**Stated exercise**. Please copy out the lines below in full, replacing each "drop a point" with "place a marker" and changing nothing else.
>>>>
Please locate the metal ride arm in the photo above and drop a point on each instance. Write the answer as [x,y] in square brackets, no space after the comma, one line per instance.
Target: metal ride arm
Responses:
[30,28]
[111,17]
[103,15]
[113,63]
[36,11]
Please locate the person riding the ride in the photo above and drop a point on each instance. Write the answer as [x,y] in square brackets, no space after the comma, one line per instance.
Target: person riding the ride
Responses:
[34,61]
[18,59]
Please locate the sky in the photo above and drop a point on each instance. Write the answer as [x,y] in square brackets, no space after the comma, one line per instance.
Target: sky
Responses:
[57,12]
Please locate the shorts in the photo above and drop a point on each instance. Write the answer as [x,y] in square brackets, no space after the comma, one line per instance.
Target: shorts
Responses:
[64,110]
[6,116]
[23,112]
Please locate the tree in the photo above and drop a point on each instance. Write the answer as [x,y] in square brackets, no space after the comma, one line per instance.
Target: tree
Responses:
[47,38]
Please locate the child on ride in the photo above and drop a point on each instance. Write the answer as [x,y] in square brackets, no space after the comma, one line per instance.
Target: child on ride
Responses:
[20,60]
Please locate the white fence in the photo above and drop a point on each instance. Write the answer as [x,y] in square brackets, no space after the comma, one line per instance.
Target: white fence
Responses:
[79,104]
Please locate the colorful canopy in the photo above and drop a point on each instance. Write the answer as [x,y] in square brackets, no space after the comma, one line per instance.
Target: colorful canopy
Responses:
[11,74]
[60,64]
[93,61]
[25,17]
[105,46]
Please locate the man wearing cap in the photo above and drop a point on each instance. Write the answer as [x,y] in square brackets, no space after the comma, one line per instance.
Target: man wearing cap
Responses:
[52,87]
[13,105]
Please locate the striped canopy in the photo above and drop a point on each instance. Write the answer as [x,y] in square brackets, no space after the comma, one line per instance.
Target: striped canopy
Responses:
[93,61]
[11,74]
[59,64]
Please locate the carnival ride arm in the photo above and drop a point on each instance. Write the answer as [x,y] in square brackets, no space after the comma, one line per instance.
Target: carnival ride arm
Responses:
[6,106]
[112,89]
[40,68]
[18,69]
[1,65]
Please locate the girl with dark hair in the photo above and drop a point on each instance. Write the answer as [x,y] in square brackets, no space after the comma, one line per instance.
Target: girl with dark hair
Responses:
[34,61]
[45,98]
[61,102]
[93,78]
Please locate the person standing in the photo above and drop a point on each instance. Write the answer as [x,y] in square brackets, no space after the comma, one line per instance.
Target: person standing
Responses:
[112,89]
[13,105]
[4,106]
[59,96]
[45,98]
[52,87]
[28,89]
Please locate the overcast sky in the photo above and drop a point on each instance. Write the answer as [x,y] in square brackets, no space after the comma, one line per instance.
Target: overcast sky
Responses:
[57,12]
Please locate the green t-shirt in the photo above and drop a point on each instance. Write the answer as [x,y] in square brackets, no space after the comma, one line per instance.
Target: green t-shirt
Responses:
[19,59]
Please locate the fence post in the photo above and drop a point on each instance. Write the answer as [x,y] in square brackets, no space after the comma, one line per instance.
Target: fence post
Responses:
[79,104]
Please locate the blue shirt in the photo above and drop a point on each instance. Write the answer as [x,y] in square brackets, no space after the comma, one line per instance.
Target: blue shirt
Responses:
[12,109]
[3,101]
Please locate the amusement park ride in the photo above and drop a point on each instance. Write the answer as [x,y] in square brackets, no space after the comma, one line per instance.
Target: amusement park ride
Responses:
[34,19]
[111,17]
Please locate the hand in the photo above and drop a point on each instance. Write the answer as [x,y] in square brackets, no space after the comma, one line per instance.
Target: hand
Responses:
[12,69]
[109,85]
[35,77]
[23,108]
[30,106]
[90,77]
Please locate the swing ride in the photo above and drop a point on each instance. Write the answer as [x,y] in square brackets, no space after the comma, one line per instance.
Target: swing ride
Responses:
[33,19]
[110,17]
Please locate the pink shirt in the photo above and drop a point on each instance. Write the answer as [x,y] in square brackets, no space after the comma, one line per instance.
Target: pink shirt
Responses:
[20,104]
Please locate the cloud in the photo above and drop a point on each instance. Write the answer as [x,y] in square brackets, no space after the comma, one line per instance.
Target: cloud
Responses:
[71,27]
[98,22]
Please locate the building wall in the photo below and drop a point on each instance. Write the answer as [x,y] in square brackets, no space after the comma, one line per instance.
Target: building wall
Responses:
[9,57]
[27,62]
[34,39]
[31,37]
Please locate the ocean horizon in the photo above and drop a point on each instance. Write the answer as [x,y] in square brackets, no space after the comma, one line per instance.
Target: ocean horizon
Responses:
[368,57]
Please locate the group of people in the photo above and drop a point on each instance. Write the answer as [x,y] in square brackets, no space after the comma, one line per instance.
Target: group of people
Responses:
<<<<
**Written answer**.
Please locate the metal ride arm in the photo above and place a marker on each instance. Write the answer as [x,y] in square brackets, no space after the comma, one line per instance.
Target: metal ride arm
Responses:
[30,28]
[111,17]
[103,15]
[113,63]
[36,11]
Please locate the person riding the ride in the photo above and place a marker on each instance. Write the answer as [x,y] in square brackets, no space after the comma, one line per instance.
Target: person riding the ride
Responses:
[34,61]
[18,59]
Please locate the sky in the photo above and place a marker on each instance. Write the answer as [x,y] in square brackets, no space after the comma, one line per instance.
Target: sky
Responses:
[57,12]
Please locate the shorts in the photo above and place a marker on each instance. Write the answer as [x,y] in square brackets, no space after the comma, one line per instance.
Target: shorts
Responses:
[64,110]
[6,116]
[23,112]
Please locate the tree in the photo above and place a marker on each instance. Write the answer as [x,y] in square brackets, no space after the comma, one line per instance.
Target: tree
Responses:
[47,38]
Please locate the child on ride in the photo above and place a marker on each instance. Write the answer as [x,y] in square brackets, no space after the comma, one line per instance.
Target: child on ride
Responses:
[20,60]
Please locate the white fence in the photo above and place a marker on each instance. Write the answer as [x,y] in square brackets, no space after the comma, one line per instance.
Target: white fence
Responses:
[79,104]
Please locate the colorful canopy in the photo above and place a marker on each instance. Write the answer as [x,y] in square brackets, no space after the comma, one line per instance.
Target: colorful canopy
Responses:
[11,74]
[60,64]
[93,61]
[25,17]
[105,46]
Please locate the man wearing cap in the photo above and place a marker on each instance. Write the answer as [x,y] in square brackets, no space after the comma, one line per instance.
Target: man wearing cap
Responses:
[52,87]
[13,105]
Please locate the striped canopy in the photo above and place a marker on each instance. Write the answer as [x,y] in square brackets, no space after the comma, one line per instance.
Target: striped canopy
Responses:
[93,61]
[11,74]
[59,64]
Please locate the carnival ride arm in the photo above and place a marker on each instance. Write the answer as [x,y] in square brackets, no space after the comma, one line per instance.
Target: carnival ride arm
Responses:
[6,106]
[112,89]
[40,68]
[18,69]
[1,65]
Please locate the girl with dark hair in the photo above and place a marker on each instance. Write the answer as [x,y] in square brackets, no space after the comma, one line per instance.
Target: girl with dark hair
Responses:
[34,61]
[45,98]
[61,102]
[93,78]
Please locate the person standing in the photo above and place a marker on each instance. Write the answer as [x,y] in square brackets, no space after the comma, one line per instance.
Target: person standing
Responses:
[112,89]
[13,105]
[4,106]
[59,96]
[45,98]
[52,87]
[28,89]
Please locate the overcast sky in the photo above and place a marker on each instance. Write the answer as [x,y] in square brackets, no space after the comma, one line per instance.
Target: overcast sky
Responses:
[57,12]
Please locate the green t-shirt in the photo above and place a marker on each instance. Write the answer as [x,y] in square brackets, no space after the comma, one line per instance.
Target: green t-shirt
Responses:
[19,59]
Please locate the fence post in the photo above and place a marker on each instance. Write the answer as [x,y] in square brackets, no space after the comma, one line per instance.
Target: fence post
Responses:
[79,104]
Please locate the blue shirt in the photo above and place a marker on each instance. Write the answer as [x,y] in square brackets, no space after the comma, one line per instance.
Target: blue shirt
Responses:
[12,109]
[3,101]
Please locate the amusement park ride in the photo above and place a marker on each instance. Write the answer as [x,y] in square brackets, no space after the comma, one line per instance.
Target: amusement park ride
Responses:
[34,19]
[111,17]
Please locate the hand in the photo above and place a marker on each instance. Write the answer as [x,y] in square brackets, no space after the comma, one line per instance.
Target: hand
Responses:
[12,69]
[109,85]
[35,77]
[23,108]
[30,106]
[90,77]
Please locate the swing ride in the photo above and place a marker on each instance. Write the answer as [x,y] in square brackets, no space after the comma, one line per instance.
Target: swing ride
Responses:
[33,19]
[110,17]
Please locate the pink shirt in the photo above and place a marker on each instance. Write the answer as [x,y] in square brackets, no space after the comma, one line per instance.
Target: pink shirt
Responses:
[20,104]
Please locate the cloud in the photo above and place a marker on each instance. Write the answer as [x,y] in square brackets, no space after the comma, one line per instance.
Target: cloud
Responses:
[71,27]
[98,22]
Please locate the building wall in the photo below and place a marker on each instance. Write the answer as [x,y] in square brackets, no space after the comma, one line per instance.
Target: building wall
Responses:
[9,57]
[27,62]
[34,39]
[31,37]
Please locate the ocean horizon in the photo above and place a marker on each instance. Write the answer as [x,y] in square brackets, no space after the comma, one line per instance.
Target: ocean horizon
Responses:
[368,57]
Please locate the group of people in the photo above and place a marker on each instance. Write the answer as [x,y] in square brackets, no space after the comma, one line per instance.
Target: group of people
Responses:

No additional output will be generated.